TÂCHE DEMANDÉE: Repérez dans les données chaque ligne qui contient le mot « window » et recopiez-la intégralement, en respectant la casse.

LISTE DES DONNÉES:
□ □ □ □ □
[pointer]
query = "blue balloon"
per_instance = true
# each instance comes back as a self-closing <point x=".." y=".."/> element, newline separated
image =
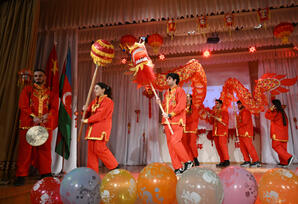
<point x="80" y="186"/>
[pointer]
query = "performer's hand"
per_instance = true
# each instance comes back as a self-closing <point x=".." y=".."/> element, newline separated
<point x="158" y="101"/>
<point x="36" y="120"/>
<point x="84" y="120"/>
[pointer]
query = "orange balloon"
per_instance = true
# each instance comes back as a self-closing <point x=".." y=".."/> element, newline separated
<point x="157" y="184"/>
<point x="278" y="186"/>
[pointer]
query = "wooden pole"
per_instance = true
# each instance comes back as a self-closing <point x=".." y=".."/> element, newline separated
<point x="87" y="101"/>
<point x="160" y="106"/>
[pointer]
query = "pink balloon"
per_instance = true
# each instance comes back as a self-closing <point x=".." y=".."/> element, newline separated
<point x="239" y="185"/>
<point x="46" y="191"/>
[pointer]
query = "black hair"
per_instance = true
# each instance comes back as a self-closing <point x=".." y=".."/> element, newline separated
<point x="279" y="108"/>
<point x="40" y="70"/>
<point x="219" y="101"/>
<point x="174" y="76"/>
<point x="108" y="90"/>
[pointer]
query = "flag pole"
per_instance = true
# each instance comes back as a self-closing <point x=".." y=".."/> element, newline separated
<point x="161" y="108"/>
<point x="87" y="101"/>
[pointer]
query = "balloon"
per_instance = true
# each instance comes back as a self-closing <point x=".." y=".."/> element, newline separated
<point x="199" y="185"/>
<point x="239" y="185"/>
<point x="46" y="191"/>
<point x="118" y="187"/>
<point x="81" y="186"/>
<point x="157" y="184"/>
<point x="278" y="186"/>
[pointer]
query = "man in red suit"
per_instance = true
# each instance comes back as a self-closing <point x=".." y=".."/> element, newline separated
<point x="220" y="120"/>
<point x="174" y="105"/>
<point x="190" y="131"/>
<point x="279" y="132"/>
<point x="245" y="131"/>
<point x="37" y="108"/>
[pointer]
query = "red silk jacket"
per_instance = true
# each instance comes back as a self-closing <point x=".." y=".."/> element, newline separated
<point x="99" y="114"/>
<point x="278" y="131"/>
<point x="174" y="103"/>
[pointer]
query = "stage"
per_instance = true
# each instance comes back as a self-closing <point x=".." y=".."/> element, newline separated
<point x="10" y="194"/>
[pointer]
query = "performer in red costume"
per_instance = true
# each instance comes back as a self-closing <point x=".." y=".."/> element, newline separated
<point x="245" y="131"/>
<point x="174" y="104"/>
<point x="99" y="120"/>
<point x="190" y="131"/>
<point x="37" y="108"/>
<point x="220" y="120"/>
<point x="279" y="132"/>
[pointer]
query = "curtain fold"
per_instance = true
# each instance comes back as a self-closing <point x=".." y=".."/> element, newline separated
<point x="18" y="28"/>
<point x="288" y="67"/>
<point x="62" y="39"/>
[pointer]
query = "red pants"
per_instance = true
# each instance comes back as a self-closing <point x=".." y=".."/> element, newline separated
<point x="189" y="141"/>
<point x="221" y="144"/>
<point x="247" y="148"/>
<point x="281" y="150"/>
<point x="97" y="149"/>
<point x="177" y="150"/>
<point x="27" y="155"/>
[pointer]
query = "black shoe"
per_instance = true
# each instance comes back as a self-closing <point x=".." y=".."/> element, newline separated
<point x="188" y="165"/>
<point x="196" y="161"/>
<point x="45" y="175"/>
<point x="290" y="161"/>
<point x="226" y="163"/>
<point x="245" y="164"/>
<point x="256" y="164"/>
<point x="179" y="172"/>
<point x="20" y="181"/>
<point x="220" y="164"/>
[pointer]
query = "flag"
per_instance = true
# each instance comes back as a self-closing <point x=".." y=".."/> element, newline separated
<point x="52" y="73"/>
<point x="65" y="110"/>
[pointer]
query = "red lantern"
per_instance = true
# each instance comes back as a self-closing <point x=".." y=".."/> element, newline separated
<point x="25" y="77"/>
<point x="155" y="41"/>
<point x="171" y="28"/>
<point x="283" y="31"/>
<point x="127" y="41"/>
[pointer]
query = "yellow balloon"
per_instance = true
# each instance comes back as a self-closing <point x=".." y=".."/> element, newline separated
<point x="118" y="187"/>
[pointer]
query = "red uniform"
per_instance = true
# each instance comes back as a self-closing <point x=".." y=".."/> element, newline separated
<point x="279" y="135"/>
<point x="174" y="103"/>
<point x="35" y="101"/>
<point x="99" y="114"/>
<point x="190" y="131"/>
<point x="245" y="131"/>
<point x="220" y="133"/>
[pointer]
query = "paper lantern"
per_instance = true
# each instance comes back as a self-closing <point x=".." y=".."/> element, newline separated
<point x="102" y="52"/>
<point x="283" y="31"/>
<point x="127" y="41"/>
<point x="171" y="28"/>
<point x="155" y="41"/>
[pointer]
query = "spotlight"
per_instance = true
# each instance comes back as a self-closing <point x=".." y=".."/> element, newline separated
<point x="161" y="57"/>
<point x="123" y="61"/>
<point x="252" y="49"/>
<point x="206" y="53"/>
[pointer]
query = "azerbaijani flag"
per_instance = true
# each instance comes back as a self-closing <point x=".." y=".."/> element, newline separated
<point x="65" y="110"/>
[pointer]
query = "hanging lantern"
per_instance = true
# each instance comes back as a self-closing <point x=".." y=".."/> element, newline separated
<point x="24" y="77"/>
<point x="283" y="31"/>
<point x="155" y="41"/>
<point x="171" y="28"/>
<point x="127" y="41"/>
<point x="149" y="94"/>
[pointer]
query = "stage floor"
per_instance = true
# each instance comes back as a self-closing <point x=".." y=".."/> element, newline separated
<point x="10" y="194"/>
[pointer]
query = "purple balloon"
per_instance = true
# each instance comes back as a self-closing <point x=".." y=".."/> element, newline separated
<point x="240" y="186"/>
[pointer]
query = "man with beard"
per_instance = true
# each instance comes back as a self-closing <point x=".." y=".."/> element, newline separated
<point x="37" y="108"/>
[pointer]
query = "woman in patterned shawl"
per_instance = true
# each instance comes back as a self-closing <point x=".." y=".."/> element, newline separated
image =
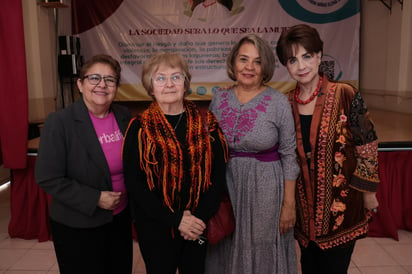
<point x="174" y="163"/>
<point x="337" y="152"/>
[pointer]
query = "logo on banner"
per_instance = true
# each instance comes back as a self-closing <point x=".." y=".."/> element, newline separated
<point x="321" y="11"/>
<point x="331" y="67"/>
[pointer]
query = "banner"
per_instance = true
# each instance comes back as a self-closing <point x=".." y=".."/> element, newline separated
<point x="205" y="31"/>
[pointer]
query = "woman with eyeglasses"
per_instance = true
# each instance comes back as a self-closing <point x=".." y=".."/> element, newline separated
<point x="174" y="163"/>
<point x="80" y="165"/>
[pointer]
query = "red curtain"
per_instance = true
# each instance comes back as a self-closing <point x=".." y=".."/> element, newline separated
<point x="29" y="206"/>
<point x="394" y="195"/>
<point x="13" y="88"/>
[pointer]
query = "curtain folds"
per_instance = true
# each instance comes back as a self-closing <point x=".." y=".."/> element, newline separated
<point x="13" y="86"/>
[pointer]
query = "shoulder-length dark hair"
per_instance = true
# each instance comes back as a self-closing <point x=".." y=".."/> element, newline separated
<point x="303" y="35"/>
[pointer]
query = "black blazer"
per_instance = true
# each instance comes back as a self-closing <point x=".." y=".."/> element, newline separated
<point x="72" y="168"/>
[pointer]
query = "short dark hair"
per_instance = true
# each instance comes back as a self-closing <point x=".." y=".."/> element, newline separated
<point x="303" y="35"/>
<point x="266" y="54"/>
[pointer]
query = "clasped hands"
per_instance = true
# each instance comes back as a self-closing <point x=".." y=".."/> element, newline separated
<point x="191" y="227"/>
<point x="109" y="200"/>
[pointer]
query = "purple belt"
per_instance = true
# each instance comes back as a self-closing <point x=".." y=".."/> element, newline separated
<point x="267" y="155"/>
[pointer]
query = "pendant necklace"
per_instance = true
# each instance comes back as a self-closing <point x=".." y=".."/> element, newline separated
<point x="178" y="121"/>
<point x="311" y="98"/>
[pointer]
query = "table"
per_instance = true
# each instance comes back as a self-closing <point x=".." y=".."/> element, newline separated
<point x="394" y="194"/>
<point x="29" y="203"/>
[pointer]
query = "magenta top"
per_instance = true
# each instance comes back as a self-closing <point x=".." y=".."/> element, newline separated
<point x="111" y="140"/>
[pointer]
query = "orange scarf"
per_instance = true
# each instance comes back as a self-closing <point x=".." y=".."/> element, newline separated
<point x="157" y="137"/>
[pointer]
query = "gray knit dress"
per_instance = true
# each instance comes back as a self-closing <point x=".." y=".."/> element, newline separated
<point x="256" y="187"/>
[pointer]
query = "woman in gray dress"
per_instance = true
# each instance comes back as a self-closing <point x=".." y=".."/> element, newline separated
<point x="261" y="173"/>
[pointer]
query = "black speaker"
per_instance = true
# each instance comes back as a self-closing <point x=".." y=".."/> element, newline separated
<point x="69" y="65"/>
<point x="69" y="45"/>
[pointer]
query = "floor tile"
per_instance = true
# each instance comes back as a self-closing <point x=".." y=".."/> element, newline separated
<point x="402" y="253"/>
<point x="8" y="257"/>
<point x="36" y="259"/>
<point x="371" y="254"/>
<point x="382" y="270"/>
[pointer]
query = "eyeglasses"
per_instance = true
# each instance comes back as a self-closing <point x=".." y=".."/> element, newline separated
<point x="160" y="79"/>
<point x="95" y="79"/>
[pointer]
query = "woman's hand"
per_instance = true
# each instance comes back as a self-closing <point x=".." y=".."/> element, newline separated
<point x="109" y="200"/>
<point x="287" y="217"/>
<point x="191" y="227"/>
<point x="369" y="200"/>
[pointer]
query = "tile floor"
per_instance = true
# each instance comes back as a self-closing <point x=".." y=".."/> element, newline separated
<point x="18" y="256"/>
<point x="371" y="255"/>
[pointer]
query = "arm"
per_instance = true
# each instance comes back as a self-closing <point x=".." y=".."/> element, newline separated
<point x="287" y="151"/>
<point x="210" y="200"/>
<point x="61" y="167"/>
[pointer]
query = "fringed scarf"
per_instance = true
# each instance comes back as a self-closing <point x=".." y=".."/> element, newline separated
<point x="156" y="137"/>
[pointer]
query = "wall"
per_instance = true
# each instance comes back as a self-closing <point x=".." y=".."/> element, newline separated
<point x="385" y="56"/>
<point x="39" y="35"/>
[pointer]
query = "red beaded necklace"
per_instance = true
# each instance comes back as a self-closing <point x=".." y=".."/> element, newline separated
<point x="314" y="94"/>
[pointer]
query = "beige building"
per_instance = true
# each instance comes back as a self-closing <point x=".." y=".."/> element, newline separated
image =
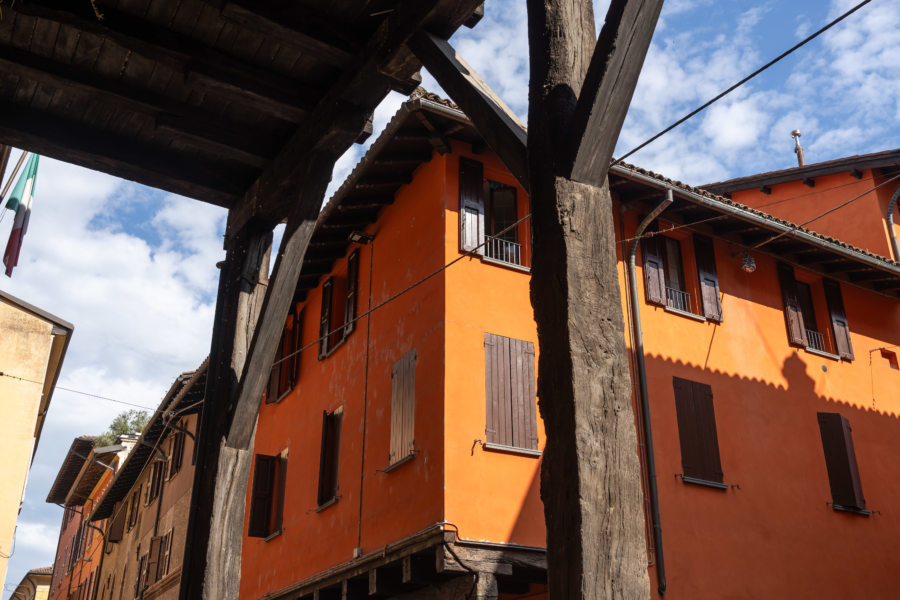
<point x="32" y="346"/>
<point x="146" y="505"/>
<point x="34" y="586"/>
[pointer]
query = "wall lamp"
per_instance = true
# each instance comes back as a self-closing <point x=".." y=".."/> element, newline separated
<point x="360" y="237"/>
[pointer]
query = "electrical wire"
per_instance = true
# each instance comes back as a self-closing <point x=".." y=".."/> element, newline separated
<point x="742" y="81"/>
<point x="59" y="387"/>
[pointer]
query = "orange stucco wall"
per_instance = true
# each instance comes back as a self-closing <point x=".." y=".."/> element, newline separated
<point x="408" y="245"/>
<point x="772" y="534"/>
<point x="861" y="223"/>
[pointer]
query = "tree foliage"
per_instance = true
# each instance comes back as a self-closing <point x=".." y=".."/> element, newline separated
<point x="127" y="422"/>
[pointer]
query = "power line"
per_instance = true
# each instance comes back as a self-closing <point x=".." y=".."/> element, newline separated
<point x="58" y="387"/>
<point x="742" y="82"/>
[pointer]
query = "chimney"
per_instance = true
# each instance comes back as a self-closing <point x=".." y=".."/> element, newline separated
<point x="798" y="149"/>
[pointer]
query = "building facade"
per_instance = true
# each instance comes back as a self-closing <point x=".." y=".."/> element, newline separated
<point x="398" y="446"/>
<point x="85" y="474"/>
<point x="146" y="506"/>
<point x="32" y="348"/>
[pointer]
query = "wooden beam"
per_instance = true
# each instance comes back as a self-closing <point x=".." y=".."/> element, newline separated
<point x="609" y="85"/>
<point x="310" y="34"/>
<point x="207" y="66"/>
<point x="493" y="119"/>
<point x="217" y="183"/>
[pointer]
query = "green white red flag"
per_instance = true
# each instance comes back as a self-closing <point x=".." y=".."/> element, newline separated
<point x="20" y="202"/>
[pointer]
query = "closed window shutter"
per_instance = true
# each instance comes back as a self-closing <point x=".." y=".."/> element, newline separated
<point x="709" y="280"/>
<point x="153" y="562"/>
<point x="838" y="318"/>
<point x="261" y="496"/>
<point x="403" y="407"/>
<point x="325" y="319"/>
<point x="697" y="430"/>
<point x="654" y="269"/>
<point x="117" y="524"/>
<point x="793" y="314"/>
<point x="840" y="460"/>
<point x="471" y="205"/>
<point x="352" y="292"/>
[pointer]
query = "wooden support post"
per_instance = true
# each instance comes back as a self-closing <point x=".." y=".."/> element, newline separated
<point x="590" y="473"/>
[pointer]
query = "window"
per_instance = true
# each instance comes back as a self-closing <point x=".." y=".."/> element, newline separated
<point x="840" y="461"/>
<point x="267" y="495"/>
<point x="665" y="282"/>
<point x="509" y="393"/>
<point x="156" y="478"/>
<point x="176" y="450"/>
<point x="403" y="408"/>
<point x="804" y="325"/>
<point x="329" y="457"/>
<point x="133" y="508"/>
<point x="488" y="211"/>
<point x="697" y="433"/>
<point x="338" y="319"/>
<point x="286" y="370"/>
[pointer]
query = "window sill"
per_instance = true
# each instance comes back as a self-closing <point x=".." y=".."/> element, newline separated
<point x="400" y="462"/>
<point x="685" y="313"/>
<point x="822" y="353"/>
<point x="704" y="482"/>
<point x="851" y="509"/>
<point x="272" y="535"/>
<point x="326" y="504"/>
<point x="512" y="450"/>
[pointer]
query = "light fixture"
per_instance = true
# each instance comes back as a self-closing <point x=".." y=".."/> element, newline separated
<point x="360" y="237"/>
<point x="748" y="263"/>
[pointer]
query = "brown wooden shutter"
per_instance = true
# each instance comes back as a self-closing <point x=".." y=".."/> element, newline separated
<point x="654" y="268"/>
<point x="117" y="524"/>
<point x="793" y="314"/>
<point x="471" y="205"/>
<point x="838" y="318"/>
<point x="840" y="460"/>
<point x="325" y="319"/>
<point x="697" y="430"/>
<point x="261" y="496"/>
<point x="403" y="407"/>
<point x="352" y="292"/>
<point x="153" y="562"/>
<point x="709" y="280"/>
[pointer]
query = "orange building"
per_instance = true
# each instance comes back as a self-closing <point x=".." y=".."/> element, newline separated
<point x="398" y="447"/>
<point x="82" y="479"/>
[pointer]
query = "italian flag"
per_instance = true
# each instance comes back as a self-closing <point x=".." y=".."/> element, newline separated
<point x="20" y="201"/>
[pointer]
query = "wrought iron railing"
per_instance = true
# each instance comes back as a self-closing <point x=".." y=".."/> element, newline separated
<point x="502" y="250"/>
<point x="678" y="300"/>
<point x="815" y="340"/>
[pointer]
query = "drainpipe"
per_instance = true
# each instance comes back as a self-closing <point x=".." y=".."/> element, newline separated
<point x="642" y="384"/>
<point x="891" y="205"/>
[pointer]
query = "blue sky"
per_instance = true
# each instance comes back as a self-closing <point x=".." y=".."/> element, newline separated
<point x="134" y="268"/>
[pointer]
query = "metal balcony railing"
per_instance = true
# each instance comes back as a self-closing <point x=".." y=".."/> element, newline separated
<point x="503" y="250"/>
<point x="815" y="340"/>
<point x="678" y="300"/>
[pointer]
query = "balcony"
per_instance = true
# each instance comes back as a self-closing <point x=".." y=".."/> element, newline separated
<point x="503" y="251"/>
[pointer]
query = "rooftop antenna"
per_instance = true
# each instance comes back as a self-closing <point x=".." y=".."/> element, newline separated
<point x="798" y="149"/>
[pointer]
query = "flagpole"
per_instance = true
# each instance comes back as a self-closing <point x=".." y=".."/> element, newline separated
<point x="13" y="175"/>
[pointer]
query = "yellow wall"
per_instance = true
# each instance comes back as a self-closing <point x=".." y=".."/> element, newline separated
<point x="25" y="342"/>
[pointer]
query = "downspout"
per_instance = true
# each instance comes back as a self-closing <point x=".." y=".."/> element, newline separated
<point x="642" y="384"/>
<point x="890" y="217"/>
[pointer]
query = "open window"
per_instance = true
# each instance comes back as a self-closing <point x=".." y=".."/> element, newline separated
<point x="286" y="370"/>
<point x="329" y="457"/>
<point x="680" y="274"/>
<point x="267" y="495"/>
<point x="814" y="313"/>
<point x="488" y="213"/>
<point x="338" y="316"/>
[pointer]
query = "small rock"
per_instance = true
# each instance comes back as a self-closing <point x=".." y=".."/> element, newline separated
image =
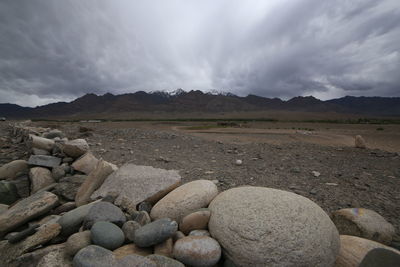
□ □ □ □ □
RÉPONSE COMPLÈTE:
query = "closed window shutter"
query = "window"
query = "window sill"
query = "open window"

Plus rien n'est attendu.